**Quoted passage:**
──────────

Washington, DC — Following news reports of the potential for a humanitarian catastrophe in South Sudan, Rep. Frank Wolf (R-10th), long recognized in Congress as one of the strongest advocates for South Sudan, today released a letter he sent earlier this month to former President George W. Bush asking the Bush Institute to help resolve the crisis.
Wolf, who first reached out to the Bush Library last year, said he has been hesitant to publicly involve the former president but felt the article in yesterday's Washington Post, reporting that 50,000 children could die of malnourishment by the end of the year, forced his hand.
"I know President Bush has tried to keep a low profile, but South Sudan is unique," Wolf said. "He helped give birth to the nation and is probably the only person who can get the two sides to come together.
"I didn't want to make the letter public, but I felt I had to," Wolf continued. "I just couldn't be silent anymore. Unless something dramatic happens, thousands are going to die. I urge the Obama Administration to enlist the help of President Bush. There is no downside."

──────────

**Given records:**
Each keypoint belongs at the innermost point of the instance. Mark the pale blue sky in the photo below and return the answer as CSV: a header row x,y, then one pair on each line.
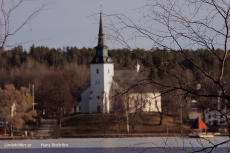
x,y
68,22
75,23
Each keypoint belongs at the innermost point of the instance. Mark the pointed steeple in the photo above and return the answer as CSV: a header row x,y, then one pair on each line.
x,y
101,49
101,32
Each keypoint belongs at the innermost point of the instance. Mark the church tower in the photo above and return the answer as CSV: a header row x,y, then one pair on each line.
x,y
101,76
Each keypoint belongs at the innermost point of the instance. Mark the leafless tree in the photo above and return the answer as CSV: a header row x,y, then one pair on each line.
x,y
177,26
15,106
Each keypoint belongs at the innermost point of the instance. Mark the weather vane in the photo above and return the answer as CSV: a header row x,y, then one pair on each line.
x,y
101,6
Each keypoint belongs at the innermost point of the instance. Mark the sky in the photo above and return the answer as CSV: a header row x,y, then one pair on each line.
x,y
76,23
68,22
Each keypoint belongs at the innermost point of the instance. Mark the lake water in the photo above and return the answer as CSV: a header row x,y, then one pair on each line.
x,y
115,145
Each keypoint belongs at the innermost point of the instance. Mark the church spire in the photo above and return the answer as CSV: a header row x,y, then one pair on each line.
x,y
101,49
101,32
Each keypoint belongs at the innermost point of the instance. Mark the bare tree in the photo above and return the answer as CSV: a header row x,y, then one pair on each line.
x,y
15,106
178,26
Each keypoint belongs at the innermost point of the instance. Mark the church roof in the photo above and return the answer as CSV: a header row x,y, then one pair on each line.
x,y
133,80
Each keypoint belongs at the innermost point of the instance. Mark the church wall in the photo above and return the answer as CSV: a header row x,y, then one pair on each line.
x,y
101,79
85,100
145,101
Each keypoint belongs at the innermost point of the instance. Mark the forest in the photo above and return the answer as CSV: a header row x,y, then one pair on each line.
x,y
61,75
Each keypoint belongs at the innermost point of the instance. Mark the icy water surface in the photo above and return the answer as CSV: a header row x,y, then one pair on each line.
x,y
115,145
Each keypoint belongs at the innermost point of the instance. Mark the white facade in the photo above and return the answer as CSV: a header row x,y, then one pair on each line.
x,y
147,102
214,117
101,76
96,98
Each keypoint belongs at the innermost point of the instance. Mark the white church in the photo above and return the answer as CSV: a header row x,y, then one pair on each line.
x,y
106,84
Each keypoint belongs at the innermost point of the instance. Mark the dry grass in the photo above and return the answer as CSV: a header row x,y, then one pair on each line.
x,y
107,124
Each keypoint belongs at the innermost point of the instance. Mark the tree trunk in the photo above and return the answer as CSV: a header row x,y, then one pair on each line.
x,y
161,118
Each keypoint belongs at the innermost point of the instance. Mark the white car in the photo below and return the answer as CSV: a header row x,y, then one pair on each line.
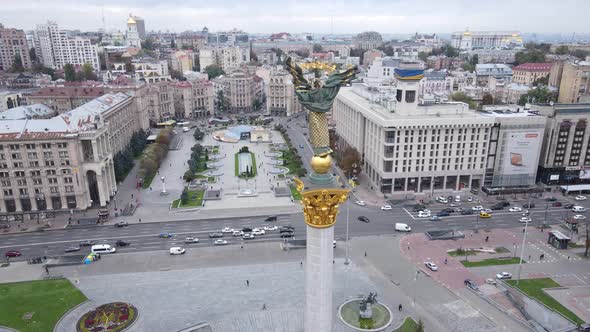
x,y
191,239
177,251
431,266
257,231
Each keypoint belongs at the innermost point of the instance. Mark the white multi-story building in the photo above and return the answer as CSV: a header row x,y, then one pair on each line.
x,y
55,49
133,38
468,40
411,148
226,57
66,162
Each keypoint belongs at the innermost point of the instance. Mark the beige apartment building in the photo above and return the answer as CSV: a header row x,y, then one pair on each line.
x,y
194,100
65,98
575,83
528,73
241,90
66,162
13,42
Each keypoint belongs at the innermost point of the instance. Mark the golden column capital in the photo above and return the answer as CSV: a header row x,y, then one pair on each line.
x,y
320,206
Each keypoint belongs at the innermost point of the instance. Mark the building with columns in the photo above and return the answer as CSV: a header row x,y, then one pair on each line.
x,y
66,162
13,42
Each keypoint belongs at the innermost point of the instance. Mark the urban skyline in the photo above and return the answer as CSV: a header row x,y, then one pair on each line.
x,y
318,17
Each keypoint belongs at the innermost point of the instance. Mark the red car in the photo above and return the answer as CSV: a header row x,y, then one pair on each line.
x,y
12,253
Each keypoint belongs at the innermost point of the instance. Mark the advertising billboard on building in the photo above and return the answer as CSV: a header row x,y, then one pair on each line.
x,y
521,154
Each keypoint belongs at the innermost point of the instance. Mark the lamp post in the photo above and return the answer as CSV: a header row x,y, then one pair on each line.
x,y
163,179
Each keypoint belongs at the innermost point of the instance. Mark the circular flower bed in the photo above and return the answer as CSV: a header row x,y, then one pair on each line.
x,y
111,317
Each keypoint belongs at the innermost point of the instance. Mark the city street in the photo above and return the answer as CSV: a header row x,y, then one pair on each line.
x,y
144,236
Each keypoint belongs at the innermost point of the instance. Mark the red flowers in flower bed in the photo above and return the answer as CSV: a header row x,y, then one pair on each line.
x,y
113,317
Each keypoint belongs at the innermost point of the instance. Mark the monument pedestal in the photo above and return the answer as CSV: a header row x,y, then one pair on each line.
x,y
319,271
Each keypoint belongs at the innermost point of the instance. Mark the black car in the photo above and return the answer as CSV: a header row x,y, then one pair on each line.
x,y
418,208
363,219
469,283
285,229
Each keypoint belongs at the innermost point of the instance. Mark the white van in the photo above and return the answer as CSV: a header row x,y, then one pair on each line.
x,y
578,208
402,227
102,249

──────────

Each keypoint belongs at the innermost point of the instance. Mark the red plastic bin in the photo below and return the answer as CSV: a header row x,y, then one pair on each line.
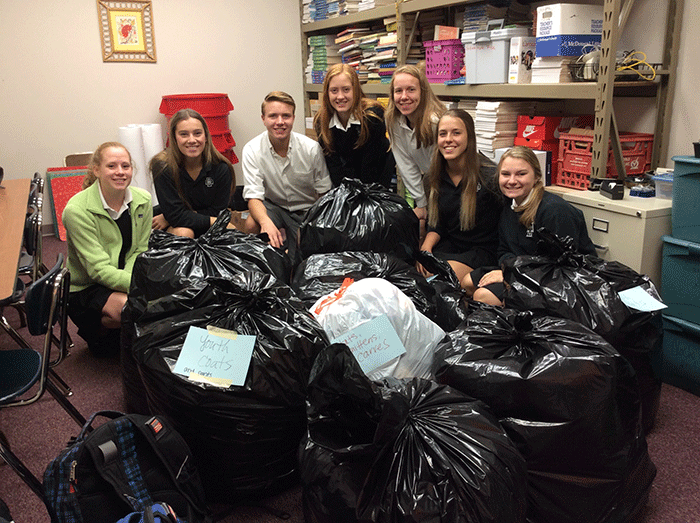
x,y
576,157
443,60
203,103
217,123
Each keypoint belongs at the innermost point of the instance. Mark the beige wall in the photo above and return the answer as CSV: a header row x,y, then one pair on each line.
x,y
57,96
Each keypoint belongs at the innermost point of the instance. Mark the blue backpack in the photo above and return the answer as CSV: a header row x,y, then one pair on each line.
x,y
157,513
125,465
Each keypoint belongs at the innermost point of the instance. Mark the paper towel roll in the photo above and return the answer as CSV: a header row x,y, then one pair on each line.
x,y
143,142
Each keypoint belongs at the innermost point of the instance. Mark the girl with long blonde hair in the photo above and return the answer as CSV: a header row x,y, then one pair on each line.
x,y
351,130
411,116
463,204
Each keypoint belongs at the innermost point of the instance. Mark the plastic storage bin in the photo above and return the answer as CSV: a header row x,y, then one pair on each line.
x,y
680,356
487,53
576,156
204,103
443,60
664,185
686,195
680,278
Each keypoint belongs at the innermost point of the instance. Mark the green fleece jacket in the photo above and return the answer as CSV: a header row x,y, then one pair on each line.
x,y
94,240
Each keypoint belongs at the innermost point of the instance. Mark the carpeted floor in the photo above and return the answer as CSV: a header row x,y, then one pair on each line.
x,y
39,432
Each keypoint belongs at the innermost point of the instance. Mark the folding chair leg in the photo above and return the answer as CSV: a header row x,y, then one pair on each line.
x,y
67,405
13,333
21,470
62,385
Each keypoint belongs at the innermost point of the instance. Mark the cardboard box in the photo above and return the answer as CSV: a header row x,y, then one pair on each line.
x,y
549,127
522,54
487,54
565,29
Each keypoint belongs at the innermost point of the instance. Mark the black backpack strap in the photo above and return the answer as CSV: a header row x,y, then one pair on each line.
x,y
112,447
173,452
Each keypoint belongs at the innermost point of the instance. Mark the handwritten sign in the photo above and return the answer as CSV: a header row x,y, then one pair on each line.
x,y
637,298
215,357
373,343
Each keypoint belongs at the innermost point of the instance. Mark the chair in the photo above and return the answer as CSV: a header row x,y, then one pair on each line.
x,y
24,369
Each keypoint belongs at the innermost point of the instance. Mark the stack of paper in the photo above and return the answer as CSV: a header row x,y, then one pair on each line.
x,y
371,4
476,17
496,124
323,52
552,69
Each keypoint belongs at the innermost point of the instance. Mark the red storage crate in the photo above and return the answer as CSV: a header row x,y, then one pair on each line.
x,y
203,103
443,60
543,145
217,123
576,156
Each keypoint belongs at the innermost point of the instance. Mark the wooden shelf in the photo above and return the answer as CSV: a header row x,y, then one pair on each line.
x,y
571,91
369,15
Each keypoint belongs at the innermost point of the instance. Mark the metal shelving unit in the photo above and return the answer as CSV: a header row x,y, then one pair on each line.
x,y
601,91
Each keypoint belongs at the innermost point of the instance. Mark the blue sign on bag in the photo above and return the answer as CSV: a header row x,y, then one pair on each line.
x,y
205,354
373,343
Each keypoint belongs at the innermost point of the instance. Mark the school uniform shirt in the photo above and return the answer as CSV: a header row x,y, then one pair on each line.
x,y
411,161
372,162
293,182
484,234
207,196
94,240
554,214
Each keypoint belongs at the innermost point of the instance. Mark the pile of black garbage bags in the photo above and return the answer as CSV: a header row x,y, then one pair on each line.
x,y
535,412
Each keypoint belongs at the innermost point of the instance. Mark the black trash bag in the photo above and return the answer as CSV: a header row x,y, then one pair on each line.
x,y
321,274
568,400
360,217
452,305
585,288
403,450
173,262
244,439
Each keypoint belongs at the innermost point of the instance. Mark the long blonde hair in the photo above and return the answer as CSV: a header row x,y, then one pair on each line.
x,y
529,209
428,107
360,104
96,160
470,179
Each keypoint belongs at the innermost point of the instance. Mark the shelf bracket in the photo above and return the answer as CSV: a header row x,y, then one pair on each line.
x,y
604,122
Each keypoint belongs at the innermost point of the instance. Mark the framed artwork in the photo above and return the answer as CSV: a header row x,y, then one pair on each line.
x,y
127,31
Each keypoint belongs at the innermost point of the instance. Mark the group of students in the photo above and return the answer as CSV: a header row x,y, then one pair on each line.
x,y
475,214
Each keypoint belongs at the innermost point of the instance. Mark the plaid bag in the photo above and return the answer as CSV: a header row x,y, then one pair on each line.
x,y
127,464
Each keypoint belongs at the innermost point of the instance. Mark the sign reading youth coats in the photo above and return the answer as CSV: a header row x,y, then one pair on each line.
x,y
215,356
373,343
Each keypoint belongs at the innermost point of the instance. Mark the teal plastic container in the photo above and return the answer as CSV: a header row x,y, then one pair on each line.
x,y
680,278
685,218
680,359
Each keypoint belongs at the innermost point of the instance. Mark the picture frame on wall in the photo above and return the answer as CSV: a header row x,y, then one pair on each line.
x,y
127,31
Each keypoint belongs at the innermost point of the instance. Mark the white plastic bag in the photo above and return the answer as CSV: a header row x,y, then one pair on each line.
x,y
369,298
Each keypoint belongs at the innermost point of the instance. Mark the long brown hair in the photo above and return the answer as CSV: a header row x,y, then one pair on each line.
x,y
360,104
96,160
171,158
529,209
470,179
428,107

──────────

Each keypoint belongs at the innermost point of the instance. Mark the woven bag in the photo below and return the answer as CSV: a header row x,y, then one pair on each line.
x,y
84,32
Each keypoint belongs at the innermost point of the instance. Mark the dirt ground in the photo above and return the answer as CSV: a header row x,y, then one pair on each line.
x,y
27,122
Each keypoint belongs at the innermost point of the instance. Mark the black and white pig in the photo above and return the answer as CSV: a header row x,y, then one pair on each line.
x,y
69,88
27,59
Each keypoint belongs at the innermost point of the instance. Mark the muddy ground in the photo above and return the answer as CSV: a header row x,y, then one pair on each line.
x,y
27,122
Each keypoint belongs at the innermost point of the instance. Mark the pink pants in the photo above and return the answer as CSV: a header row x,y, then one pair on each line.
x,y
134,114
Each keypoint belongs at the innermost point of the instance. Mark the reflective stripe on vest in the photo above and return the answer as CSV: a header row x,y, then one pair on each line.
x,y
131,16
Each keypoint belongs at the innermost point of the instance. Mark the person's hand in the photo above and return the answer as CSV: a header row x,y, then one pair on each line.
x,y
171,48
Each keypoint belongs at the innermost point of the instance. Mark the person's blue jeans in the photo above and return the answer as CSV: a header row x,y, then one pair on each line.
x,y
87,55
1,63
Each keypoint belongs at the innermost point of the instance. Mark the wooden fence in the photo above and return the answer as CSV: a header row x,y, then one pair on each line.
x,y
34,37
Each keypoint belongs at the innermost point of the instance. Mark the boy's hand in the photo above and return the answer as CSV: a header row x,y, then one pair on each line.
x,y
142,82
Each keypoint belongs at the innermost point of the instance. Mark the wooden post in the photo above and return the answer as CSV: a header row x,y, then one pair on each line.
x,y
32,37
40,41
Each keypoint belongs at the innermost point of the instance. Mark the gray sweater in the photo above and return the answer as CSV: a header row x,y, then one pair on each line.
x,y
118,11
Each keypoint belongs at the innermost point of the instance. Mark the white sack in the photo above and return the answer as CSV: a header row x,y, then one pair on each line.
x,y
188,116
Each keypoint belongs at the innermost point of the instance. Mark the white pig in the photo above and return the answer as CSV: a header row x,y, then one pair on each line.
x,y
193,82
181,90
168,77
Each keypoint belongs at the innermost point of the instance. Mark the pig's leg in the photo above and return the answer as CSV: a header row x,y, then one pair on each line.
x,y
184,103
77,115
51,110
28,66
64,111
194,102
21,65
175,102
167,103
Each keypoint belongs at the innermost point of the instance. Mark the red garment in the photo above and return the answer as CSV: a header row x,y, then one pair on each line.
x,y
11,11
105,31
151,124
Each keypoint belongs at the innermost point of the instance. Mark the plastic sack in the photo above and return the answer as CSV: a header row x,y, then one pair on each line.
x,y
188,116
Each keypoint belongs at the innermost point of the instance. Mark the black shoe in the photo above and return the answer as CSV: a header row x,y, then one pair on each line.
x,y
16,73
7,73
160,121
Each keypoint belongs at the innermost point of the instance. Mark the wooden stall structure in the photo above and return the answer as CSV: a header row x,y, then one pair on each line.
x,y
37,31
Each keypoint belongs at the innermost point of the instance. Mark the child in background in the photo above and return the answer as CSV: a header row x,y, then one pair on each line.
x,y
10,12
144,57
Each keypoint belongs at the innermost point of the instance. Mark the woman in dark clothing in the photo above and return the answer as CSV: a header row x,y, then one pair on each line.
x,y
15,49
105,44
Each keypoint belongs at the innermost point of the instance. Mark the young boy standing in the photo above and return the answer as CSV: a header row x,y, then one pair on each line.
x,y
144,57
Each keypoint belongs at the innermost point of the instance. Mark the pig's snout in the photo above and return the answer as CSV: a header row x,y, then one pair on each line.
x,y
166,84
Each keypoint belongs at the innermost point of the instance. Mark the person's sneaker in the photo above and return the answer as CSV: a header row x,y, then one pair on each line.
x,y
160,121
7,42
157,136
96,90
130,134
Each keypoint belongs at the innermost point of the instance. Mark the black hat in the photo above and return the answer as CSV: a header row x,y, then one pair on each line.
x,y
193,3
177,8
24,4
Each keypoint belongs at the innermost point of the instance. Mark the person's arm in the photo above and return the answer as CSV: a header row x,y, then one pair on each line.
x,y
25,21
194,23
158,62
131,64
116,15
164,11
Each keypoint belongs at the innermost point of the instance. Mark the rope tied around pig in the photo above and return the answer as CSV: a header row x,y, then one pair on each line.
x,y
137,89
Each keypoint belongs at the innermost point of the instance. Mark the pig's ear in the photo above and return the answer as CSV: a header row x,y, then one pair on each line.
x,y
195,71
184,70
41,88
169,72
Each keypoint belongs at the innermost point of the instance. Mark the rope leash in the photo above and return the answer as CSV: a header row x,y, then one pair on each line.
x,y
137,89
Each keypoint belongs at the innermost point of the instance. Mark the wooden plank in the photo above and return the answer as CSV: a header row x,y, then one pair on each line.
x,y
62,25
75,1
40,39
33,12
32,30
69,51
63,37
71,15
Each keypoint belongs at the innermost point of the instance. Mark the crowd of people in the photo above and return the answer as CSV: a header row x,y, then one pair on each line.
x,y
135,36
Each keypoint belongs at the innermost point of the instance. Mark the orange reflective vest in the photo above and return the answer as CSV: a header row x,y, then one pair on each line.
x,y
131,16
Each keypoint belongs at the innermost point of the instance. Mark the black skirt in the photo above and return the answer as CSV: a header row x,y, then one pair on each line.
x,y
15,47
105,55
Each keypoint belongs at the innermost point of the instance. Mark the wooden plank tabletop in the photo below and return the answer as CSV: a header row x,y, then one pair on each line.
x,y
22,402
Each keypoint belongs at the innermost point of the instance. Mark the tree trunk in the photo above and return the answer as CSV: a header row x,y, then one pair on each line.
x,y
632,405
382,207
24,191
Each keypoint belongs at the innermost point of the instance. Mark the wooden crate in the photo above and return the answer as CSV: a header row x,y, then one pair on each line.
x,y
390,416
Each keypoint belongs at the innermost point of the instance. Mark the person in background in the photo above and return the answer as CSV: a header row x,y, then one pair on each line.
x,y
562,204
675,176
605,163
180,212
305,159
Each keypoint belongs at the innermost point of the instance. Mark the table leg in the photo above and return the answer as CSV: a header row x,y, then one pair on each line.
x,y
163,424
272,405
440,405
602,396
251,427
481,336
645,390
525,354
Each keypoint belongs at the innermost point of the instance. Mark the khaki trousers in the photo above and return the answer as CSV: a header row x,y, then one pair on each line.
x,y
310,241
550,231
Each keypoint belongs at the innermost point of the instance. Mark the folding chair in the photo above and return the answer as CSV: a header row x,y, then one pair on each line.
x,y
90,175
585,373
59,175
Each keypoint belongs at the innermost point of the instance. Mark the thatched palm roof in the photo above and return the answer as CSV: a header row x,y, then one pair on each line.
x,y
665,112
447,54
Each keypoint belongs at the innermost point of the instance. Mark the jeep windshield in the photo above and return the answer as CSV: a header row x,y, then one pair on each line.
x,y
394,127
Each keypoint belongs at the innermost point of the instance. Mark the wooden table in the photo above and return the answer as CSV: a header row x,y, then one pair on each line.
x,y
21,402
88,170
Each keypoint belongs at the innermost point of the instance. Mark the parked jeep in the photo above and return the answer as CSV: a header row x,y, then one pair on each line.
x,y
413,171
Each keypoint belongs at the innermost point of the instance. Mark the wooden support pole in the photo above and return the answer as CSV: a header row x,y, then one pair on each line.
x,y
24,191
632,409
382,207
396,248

──────────

**The problem:** In the South Sudan text, how many children could die of malnourishment by the end of the year, according to the Washington Post report? Answer from the South Sudan text alone; disregard the data.

**Answer for this exercise:** 50,000 children.